== Supplied data ==

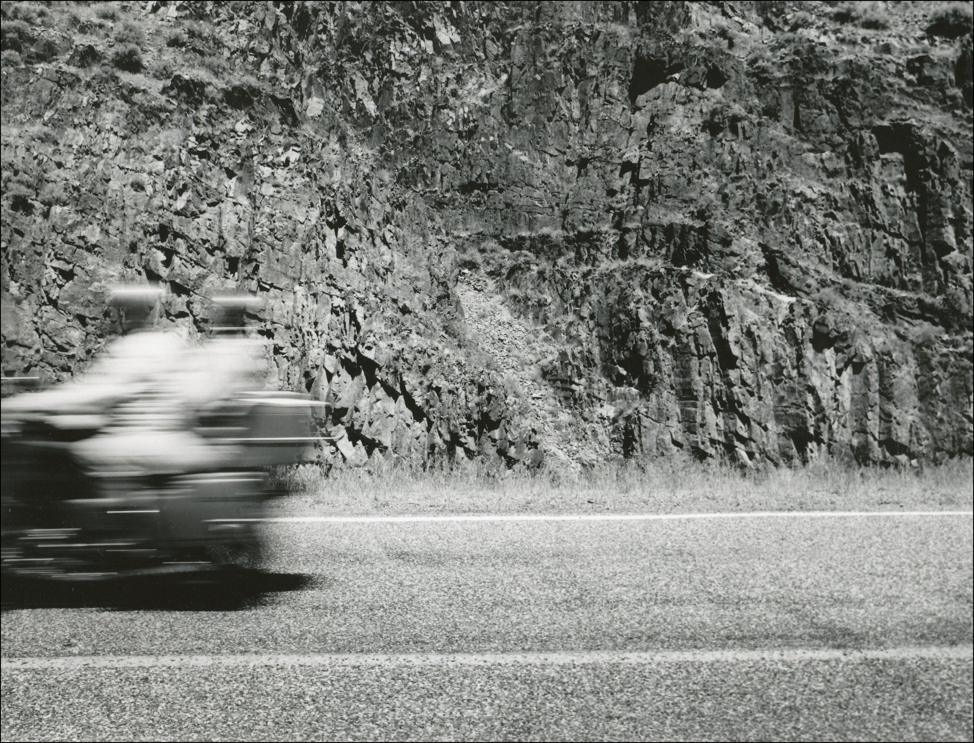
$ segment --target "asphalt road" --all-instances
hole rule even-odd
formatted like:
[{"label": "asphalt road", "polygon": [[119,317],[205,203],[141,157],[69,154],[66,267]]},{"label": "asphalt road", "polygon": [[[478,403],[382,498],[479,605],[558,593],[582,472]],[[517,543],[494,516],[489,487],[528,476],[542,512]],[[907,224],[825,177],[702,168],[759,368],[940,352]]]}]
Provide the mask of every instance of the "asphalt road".
[{"label": "asphalt road", "polygon": [[233,608],[8,603],[2,737],[972,738],[970,516],[267,528]]}]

===

Reproduce all of the entries word for word, skipping any pictures they hold.

$ segment --target "asphalt road" --all-instances
hole rule even-odd
formatted like:
[{"label": "asphalt road", "polygon": [[119,317],[205,203],[141,157],[69,154],[66,267]]},{"label": "asphalt road", "polygon": [[[478,403],[382,498],[479,605],[558,593],[582,472]],[[517,543],[494,516],[489,487],[528,476],[542,512]],[[907,224],[825,177],[702,168],[759,368],[940,352]]]}]
Provide the mask of every instance of the "asphalt road".
[{"label": "asphalt road", "polygon": [[233,608],[8,603],[2,737],[972,738],[970,516],[267,528]]}]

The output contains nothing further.